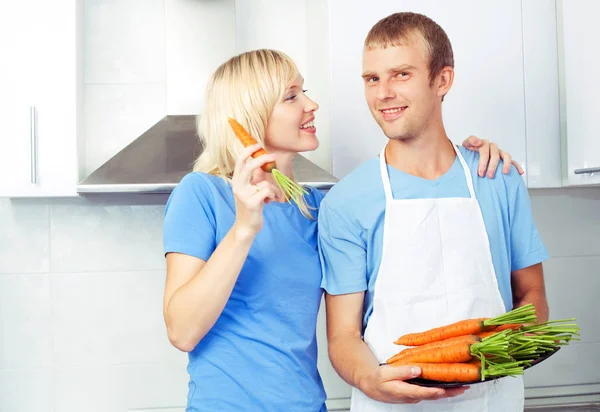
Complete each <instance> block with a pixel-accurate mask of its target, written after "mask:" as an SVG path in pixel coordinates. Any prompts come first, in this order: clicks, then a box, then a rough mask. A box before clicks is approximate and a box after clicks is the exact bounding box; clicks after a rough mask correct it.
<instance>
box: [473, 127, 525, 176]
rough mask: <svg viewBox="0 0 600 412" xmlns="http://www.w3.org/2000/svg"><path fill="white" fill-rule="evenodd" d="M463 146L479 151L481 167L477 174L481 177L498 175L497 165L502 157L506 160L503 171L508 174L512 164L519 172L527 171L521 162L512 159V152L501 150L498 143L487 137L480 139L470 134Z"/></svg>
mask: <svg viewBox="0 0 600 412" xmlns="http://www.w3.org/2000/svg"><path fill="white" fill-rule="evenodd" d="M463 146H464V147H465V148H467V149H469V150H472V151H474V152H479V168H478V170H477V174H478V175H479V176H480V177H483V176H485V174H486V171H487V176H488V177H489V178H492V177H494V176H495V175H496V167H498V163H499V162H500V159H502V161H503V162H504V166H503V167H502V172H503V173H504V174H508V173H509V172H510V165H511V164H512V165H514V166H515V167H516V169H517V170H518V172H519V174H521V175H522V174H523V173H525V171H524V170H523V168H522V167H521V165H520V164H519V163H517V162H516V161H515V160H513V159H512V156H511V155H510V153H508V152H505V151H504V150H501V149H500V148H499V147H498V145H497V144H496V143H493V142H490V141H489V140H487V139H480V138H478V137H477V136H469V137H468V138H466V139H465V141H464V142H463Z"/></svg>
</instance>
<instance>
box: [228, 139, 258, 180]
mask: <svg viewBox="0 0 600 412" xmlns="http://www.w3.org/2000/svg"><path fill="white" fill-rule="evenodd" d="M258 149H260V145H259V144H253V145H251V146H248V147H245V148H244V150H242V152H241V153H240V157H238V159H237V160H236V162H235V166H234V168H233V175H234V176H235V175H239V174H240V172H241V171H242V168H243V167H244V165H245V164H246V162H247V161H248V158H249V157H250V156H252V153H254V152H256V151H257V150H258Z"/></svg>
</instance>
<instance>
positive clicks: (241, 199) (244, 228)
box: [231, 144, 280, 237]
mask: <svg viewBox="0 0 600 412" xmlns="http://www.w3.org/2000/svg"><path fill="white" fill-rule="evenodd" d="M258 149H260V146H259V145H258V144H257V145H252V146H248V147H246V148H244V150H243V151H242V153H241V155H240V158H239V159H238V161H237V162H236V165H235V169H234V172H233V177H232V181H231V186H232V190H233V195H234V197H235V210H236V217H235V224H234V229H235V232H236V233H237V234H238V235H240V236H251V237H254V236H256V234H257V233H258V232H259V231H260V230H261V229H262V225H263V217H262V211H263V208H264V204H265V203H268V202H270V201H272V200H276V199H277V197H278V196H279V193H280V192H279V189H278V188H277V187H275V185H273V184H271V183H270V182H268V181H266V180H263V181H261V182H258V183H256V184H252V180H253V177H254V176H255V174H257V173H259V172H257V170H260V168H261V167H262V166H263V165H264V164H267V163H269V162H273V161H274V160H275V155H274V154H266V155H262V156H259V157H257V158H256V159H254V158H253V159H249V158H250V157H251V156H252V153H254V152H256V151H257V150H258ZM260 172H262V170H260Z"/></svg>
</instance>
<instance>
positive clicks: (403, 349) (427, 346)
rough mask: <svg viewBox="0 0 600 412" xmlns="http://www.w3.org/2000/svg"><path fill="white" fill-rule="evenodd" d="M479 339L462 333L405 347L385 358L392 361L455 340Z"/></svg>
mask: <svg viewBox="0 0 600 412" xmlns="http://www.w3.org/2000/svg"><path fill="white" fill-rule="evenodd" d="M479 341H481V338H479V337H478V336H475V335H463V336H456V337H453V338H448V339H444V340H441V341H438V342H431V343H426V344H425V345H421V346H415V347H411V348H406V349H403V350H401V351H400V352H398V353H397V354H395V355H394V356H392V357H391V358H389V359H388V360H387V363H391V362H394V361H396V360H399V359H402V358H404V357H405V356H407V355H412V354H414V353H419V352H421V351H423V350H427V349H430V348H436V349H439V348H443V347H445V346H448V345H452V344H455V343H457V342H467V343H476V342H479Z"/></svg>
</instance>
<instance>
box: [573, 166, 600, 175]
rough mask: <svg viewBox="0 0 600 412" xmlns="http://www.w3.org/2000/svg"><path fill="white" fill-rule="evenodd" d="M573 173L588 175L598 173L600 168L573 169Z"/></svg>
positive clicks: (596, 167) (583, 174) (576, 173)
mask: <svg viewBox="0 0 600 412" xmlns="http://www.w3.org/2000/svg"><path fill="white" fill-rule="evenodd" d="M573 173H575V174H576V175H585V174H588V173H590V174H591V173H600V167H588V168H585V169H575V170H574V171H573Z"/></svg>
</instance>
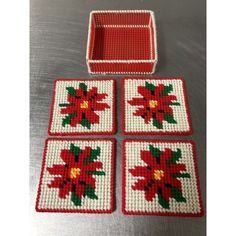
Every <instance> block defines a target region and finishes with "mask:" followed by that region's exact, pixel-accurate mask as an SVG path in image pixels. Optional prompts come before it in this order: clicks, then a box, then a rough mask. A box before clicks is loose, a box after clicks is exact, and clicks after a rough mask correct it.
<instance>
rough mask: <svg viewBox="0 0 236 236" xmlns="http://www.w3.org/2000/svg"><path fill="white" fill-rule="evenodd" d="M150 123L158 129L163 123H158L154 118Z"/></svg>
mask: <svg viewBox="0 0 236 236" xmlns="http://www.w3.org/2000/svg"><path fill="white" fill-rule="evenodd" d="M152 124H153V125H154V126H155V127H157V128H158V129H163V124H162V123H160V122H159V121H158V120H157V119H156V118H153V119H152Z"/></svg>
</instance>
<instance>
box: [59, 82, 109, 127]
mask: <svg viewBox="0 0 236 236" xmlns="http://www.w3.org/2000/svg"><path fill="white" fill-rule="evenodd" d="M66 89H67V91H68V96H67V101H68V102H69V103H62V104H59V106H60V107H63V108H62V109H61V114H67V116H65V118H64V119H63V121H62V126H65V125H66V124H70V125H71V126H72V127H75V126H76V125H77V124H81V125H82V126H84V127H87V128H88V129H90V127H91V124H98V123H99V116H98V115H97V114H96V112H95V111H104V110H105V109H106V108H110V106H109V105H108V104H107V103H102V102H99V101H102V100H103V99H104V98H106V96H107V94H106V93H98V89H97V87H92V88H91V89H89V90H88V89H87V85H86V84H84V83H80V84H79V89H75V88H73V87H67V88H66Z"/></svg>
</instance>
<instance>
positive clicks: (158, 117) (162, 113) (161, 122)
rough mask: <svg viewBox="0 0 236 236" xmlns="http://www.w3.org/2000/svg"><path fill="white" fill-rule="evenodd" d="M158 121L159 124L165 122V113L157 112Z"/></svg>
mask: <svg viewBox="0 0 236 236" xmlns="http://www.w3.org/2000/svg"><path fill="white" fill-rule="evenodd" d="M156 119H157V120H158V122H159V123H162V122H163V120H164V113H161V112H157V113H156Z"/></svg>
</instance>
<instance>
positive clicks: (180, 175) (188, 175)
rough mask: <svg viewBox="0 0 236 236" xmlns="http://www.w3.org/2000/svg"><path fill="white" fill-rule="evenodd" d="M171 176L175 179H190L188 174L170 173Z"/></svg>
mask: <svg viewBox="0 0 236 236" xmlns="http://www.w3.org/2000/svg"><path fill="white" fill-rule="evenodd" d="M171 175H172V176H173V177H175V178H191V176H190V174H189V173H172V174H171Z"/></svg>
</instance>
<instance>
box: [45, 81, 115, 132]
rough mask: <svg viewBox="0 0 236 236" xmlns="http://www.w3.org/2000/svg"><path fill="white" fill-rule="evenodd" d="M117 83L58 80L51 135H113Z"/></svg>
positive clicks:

= = = = = = =

Gather every line of the listing above that contains the word "then" and copy each one in full.

Complete each <instance> block with a pixel-accurate mask of its target, written after "mask:" as an SVG path in pixel coordinates. Any prompts come first, in this order: clicks, then a box, then a rough mask. A box before clicks is approximate and a box after clicks is the exact bounding box; clicks after a rough mask correct it.
Every <instance> block defines a target region and finishes with "mask:" followed by that region's exact, pixel-accurate mask as an SVG path in image pixels. Optional prompts come before it in this order: clicks, then a box, then a rough mask. A box before clicks is loose, a box after clicks is exact, and clicks after a rough mask correct it.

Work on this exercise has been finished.